The exercise calls for the lines from the one containing "trace the outline of every instance of the black" to the end of the data below to be output exactly, pictures excluded.

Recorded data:
..........

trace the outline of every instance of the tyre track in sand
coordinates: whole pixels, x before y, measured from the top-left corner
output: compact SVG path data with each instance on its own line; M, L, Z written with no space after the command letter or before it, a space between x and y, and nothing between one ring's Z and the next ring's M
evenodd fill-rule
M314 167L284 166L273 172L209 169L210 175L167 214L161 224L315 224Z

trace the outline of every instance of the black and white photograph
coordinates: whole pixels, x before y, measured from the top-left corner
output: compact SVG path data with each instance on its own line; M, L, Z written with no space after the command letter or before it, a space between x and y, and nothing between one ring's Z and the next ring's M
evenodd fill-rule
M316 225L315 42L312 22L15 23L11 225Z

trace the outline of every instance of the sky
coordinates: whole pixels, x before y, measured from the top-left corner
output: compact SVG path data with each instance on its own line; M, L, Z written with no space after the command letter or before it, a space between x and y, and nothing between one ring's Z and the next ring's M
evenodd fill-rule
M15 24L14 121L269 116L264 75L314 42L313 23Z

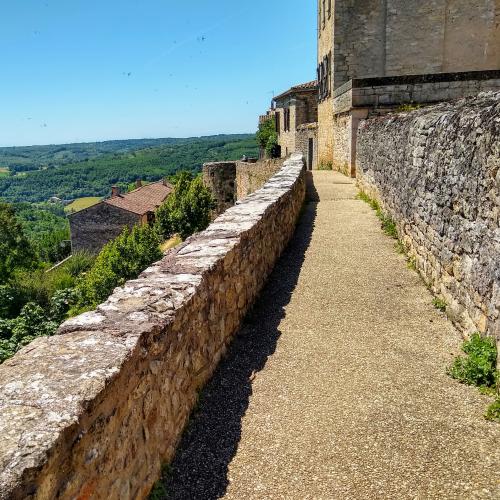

..........

#### [Exercise result]
trace the outline of every instance of the black and white photograph
coordinates: whole pixels, x before y, measured from the top-left corner
output: compact SVG path data with each instance on its own line; M, L, Z written with no space after the command letter or before it, a space between x and y, and nothing between one ring's Z and the next ring's M
evenodd fill-rule
M316 225L315 42L312 22L15 23L11 225Z

trace the outline of every instance of the sky
coordinates: whole pixels, x before y, measured from the top-left corner
output: compact SVG path data with each instance on its own line; M, L, Z written with no space after the command letter or before it, a space between x and y, and nothing between one ring's Z and the next ring's M
evenodd fill-rule
M15 24L14 121L269 116L264 75L314 42L313 23Z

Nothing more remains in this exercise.